◆ Reading passage
────
According to Christian Laub, president of the Lima Stock Exchange and CEO of Credicorp Capital, this is an area in which Peru has lagged behind in comparison to the progress the country has seen in terms of economic development over the past decade. “We need to continue developing our political system and institutions to ensure that they catch up with the status our economy has reached, based on the ratings accorded to it by the ratings agencies,” Laub told OBG.
“While ministries such as the Ministry of Economy and Finance are well developed, we see the greatest need for reform in those ministries whose work brings their employees into direct contact with the public, for example the Ministry of Internal Affairs, which controls the police, the Ministry of Education, and the Ministry of Health,” Jose Luis Sarrio, a partner and head of the international business centre at Grant Thornton Peru, told OBG. The desired improvements to public services require a greater willingness to embrace change and to innovate, which Sarrio believes is less commonly found in the public sector than in the private sector. “This is a change in culture and working practices that will take a generation to bring about,” he cautioned.
────
Records from a dataset:
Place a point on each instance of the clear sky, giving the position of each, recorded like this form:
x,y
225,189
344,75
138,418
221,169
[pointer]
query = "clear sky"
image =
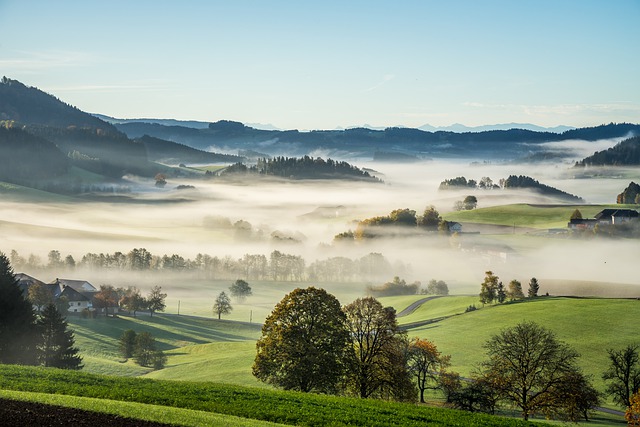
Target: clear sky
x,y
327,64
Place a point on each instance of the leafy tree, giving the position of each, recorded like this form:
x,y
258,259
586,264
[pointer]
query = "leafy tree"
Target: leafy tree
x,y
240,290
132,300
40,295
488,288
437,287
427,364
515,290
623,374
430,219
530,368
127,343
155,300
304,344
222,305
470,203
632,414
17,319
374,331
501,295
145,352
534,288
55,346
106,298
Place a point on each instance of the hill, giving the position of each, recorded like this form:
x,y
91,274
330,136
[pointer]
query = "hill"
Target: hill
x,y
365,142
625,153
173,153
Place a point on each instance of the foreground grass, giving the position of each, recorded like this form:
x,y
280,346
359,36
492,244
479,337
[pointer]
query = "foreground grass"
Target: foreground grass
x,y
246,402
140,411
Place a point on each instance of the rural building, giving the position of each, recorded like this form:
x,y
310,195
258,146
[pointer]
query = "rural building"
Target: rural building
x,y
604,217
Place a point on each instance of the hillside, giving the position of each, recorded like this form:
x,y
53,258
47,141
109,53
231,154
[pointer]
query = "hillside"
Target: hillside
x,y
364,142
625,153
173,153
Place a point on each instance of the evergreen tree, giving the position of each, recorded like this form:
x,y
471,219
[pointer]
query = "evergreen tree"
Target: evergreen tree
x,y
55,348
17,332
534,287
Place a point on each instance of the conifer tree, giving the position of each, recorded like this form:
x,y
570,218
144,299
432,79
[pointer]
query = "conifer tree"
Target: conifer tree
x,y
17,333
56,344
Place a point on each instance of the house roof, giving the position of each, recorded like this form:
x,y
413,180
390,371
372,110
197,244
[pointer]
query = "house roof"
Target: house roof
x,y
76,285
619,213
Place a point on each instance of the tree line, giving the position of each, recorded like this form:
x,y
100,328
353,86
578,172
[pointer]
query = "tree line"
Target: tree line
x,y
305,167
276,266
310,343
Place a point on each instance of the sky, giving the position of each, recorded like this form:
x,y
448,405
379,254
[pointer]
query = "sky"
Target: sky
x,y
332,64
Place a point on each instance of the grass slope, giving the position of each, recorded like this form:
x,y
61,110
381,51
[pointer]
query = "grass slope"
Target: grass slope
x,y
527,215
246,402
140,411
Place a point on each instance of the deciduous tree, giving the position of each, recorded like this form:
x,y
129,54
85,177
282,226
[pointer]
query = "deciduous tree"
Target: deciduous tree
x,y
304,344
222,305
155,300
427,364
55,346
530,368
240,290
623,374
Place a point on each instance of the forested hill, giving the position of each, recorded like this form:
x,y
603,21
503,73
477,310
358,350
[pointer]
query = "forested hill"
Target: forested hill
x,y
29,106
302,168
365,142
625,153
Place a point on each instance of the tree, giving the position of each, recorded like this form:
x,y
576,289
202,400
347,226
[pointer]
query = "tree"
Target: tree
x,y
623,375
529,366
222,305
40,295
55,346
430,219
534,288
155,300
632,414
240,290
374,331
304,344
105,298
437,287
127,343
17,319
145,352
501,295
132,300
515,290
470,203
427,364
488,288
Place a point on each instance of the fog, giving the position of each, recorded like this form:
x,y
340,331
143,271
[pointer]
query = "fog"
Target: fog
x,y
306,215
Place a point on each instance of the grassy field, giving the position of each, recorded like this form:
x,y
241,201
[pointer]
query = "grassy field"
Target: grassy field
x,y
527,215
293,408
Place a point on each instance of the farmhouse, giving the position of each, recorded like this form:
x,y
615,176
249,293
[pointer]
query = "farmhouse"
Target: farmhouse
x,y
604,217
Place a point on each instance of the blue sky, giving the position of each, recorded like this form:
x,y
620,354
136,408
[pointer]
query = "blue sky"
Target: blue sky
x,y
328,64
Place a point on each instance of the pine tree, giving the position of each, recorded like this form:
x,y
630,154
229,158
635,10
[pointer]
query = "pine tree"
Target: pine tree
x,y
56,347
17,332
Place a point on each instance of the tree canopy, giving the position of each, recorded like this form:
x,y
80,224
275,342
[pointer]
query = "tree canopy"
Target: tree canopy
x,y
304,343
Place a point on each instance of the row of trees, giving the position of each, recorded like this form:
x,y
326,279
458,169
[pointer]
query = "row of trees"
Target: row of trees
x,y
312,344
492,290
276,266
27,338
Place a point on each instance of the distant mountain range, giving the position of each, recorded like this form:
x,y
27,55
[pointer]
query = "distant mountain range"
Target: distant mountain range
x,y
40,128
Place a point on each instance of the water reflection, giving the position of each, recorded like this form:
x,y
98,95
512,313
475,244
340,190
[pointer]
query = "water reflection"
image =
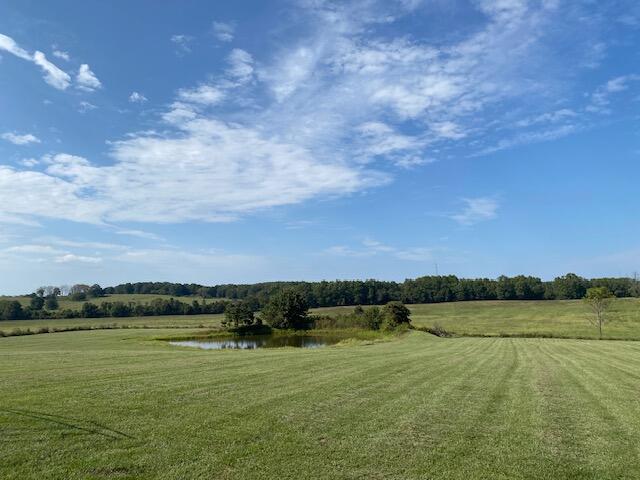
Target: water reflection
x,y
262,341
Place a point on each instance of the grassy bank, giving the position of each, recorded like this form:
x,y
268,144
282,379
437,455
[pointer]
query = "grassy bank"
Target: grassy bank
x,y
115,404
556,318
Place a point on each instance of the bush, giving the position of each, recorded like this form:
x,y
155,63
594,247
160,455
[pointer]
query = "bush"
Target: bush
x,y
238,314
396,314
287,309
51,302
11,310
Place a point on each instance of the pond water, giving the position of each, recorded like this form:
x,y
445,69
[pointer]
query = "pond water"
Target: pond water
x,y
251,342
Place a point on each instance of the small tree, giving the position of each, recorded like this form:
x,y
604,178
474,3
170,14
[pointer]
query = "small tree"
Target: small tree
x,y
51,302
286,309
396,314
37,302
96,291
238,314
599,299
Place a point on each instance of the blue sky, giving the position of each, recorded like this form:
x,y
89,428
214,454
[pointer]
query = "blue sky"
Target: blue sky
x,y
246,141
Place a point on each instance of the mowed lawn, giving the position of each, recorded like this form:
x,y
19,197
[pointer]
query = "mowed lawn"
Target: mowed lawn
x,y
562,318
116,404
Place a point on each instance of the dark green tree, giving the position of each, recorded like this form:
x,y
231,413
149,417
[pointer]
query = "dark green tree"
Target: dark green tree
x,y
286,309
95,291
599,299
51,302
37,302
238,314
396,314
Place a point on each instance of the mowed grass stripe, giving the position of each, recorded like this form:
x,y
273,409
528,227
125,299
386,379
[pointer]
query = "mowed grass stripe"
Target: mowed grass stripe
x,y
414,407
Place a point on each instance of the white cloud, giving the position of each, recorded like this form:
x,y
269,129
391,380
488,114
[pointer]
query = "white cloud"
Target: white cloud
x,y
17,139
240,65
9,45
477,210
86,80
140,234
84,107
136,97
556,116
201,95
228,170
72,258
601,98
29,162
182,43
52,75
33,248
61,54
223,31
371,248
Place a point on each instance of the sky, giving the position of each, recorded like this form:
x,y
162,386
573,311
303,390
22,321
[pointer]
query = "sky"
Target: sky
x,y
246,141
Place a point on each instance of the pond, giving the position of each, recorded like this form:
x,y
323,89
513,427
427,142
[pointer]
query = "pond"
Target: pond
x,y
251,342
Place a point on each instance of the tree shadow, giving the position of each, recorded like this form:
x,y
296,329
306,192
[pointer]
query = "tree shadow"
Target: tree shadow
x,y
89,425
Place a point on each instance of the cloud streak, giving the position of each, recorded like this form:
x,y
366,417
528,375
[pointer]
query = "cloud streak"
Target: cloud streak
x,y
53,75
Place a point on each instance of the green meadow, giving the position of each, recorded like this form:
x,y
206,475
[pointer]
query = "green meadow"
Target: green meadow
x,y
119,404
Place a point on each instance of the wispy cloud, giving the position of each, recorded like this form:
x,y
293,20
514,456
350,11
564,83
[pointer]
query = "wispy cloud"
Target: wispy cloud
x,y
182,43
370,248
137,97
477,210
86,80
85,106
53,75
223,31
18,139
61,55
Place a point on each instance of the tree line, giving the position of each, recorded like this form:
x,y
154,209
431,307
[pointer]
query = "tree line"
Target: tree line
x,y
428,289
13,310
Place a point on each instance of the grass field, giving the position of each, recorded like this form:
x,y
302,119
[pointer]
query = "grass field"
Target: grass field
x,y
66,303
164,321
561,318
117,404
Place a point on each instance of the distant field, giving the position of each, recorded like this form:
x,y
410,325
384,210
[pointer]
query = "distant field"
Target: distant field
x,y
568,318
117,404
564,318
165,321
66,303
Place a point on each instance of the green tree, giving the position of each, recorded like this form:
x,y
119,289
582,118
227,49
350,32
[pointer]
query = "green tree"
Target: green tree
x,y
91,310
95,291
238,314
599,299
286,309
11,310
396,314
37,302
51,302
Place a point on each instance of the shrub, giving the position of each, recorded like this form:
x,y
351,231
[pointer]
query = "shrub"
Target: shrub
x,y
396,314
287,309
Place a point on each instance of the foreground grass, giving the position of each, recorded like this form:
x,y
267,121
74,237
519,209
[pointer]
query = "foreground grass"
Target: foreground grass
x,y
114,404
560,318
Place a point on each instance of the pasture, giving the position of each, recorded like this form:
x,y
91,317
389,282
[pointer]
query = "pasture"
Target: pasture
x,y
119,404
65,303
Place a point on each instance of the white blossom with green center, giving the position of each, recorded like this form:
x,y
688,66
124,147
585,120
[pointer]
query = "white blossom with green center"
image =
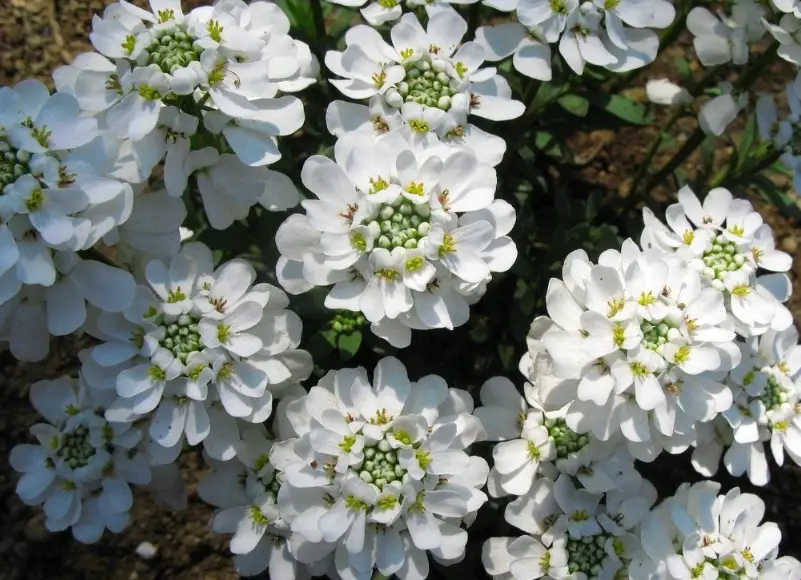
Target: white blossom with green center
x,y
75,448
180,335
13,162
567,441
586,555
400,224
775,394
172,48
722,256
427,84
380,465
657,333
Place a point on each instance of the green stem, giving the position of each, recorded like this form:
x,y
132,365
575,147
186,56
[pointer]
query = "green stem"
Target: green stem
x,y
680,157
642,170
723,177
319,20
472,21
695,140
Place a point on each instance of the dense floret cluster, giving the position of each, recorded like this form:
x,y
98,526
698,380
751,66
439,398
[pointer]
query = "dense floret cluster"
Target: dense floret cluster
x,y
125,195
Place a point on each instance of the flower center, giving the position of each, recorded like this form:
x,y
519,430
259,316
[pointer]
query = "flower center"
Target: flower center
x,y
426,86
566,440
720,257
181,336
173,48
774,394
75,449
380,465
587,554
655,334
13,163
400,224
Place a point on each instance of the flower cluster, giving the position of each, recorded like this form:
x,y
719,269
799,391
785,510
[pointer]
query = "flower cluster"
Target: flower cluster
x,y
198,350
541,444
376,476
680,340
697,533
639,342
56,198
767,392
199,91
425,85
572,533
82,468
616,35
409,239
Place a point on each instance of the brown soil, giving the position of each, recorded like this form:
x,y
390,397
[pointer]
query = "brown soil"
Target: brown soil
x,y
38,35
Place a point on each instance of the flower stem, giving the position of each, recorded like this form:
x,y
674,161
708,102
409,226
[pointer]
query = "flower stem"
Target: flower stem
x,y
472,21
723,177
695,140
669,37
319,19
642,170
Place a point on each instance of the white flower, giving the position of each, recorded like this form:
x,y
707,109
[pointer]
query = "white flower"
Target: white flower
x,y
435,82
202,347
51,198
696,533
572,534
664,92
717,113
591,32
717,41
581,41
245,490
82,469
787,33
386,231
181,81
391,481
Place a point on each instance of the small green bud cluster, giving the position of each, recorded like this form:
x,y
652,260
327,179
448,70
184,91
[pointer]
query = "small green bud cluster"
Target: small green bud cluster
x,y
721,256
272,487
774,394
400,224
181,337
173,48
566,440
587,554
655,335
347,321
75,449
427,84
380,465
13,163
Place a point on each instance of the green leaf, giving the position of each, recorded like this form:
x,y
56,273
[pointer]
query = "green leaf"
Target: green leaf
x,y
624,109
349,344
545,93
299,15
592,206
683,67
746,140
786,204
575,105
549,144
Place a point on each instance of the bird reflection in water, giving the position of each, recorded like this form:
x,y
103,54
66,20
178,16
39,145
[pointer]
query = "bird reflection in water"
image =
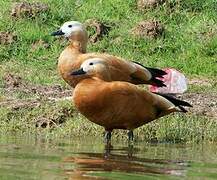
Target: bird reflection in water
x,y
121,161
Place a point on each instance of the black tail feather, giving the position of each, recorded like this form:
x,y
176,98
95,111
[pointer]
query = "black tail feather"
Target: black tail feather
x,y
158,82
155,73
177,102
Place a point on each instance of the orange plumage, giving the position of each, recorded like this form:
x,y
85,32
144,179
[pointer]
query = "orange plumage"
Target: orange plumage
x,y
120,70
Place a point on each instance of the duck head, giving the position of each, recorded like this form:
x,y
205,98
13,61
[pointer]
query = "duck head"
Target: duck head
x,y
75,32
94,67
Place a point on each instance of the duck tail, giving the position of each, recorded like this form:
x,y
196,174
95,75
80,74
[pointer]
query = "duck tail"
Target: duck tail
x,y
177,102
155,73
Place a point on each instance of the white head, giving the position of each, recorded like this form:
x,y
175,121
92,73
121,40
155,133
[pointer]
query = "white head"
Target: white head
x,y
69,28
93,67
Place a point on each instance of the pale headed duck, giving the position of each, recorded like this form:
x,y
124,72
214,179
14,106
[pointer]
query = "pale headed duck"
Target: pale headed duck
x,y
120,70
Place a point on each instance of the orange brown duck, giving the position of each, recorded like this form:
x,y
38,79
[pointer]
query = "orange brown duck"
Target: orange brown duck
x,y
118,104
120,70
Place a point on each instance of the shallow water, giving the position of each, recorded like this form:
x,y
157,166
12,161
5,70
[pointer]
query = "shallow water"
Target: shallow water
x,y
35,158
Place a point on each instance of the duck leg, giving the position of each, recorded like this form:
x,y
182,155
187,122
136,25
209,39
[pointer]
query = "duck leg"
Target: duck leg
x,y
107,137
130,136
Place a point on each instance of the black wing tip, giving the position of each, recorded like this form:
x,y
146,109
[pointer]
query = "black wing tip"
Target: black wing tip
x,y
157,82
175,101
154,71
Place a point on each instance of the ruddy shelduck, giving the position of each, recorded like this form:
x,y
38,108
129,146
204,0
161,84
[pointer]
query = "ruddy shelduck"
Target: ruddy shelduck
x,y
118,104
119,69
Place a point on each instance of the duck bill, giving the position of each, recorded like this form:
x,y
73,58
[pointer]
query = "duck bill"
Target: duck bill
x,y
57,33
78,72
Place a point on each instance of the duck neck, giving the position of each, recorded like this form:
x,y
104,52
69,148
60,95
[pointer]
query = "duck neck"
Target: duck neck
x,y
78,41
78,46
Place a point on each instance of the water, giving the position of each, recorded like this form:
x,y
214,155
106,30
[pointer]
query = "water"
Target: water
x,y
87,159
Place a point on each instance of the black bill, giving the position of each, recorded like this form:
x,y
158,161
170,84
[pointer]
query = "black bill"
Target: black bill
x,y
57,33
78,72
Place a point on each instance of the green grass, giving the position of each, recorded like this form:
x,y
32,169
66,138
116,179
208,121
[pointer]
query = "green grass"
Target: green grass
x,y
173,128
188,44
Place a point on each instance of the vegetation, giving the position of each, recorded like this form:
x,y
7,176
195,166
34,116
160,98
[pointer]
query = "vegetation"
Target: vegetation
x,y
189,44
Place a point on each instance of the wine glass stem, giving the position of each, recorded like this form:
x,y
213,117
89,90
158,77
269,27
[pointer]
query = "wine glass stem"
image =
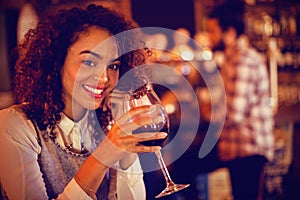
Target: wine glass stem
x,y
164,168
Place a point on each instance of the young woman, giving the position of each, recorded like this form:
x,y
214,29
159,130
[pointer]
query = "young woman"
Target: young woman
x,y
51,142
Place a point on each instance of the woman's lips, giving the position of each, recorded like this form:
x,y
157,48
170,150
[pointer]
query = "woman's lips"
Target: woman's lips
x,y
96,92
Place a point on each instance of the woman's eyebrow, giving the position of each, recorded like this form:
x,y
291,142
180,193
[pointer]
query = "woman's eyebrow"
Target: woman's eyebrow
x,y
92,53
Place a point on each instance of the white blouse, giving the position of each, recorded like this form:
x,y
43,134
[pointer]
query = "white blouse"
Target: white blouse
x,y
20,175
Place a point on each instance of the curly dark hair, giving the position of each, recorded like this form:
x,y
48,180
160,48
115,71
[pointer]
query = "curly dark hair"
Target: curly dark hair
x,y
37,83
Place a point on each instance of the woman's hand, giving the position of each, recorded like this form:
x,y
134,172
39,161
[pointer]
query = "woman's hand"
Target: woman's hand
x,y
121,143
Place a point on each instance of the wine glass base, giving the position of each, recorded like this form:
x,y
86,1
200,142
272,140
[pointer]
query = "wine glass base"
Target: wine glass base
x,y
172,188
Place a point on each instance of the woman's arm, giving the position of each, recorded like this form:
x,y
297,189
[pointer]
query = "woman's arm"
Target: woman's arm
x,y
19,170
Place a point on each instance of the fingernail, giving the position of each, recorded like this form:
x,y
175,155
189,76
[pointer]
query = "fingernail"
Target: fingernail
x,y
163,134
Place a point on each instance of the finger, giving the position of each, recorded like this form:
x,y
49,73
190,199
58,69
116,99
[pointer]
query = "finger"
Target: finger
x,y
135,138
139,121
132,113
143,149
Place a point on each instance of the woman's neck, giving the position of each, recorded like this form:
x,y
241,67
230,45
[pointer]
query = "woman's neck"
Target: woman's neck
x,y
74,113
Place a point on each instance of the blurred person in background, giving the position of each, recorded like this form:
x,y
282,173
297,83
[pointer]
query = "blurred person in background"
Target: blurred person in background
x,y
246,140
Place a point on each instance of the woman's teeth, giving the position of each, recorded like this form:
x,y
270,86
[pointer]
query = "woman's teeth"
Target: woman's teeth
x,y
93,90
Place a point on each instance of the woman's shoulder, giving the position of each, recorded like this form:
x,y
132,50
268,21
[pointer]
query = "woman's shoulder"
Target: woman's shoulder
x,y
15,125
────
◆ What this exercise asks
[1] List every ministry named in the text on public-sector reform in Peru.
[2] Carry on the text on public-sector reform in Peru from the point where it stops.
These records have no connection to the text about Peru.

◆ Answers
[1]
Ministry of Economy and Finance
Ministry of Internal Affairs
Ministry of Education
Ministry of Health

[2]
Added to this is the lack of continuity in policy development and implementation stemming from frequent personnel changes in many ministries. Indeed, Sarrio noted that it is no coincidence that the parts of government that operate best are the ministries that have seen the most continuity in their leadership and the various superintendencies, which benefit from a degree of independence. Meanwhile, Flores argued that what Peru needs are structural reforms that can survive not just ministerial changes but successive electoral cycles.
Maintaining Momentum
In its Peru country report, published in January 2014, the IMF similarly urged the country to persevere with its reform agenda, noting that “going forward, structural policies will need to continue to be implemented swiftly to strengthen growth prospects over the medium term”.
The IMF highlighted tax collection as an area where progress has been made in recent years, reflected in the improvement witnessed in sales and income tax collection rates following the overhaul of the country’s National Customs and Tax Administration, but equally one where further reform is required.
“Additional efforts are needed to continue improving tax collections, reduce the high level of informality and tax evasion, and decrease exemptions which amount to about 2% of GDP,” the IMF report stated.
On a more general level, policy measures that generate further increases in productivity will be the main driver in sustaining economic growth and thereby enabling Peru to achieve convergence with the higher level of income seen in other regional economies such as Chile, according to the IMF.
Notwithstanding the work that lies ahead, the private sector has drawn confidence from the reforms announced in 2014. “Providing that the government’s initiatives to reduce the bureaucratic burden on companies are applied intelligently, we expect these measures to cancel out the external factors that have weighed on growth in the first half of 2014,” Melvin Escudero, CEO of El Dorado Investments, told OBG.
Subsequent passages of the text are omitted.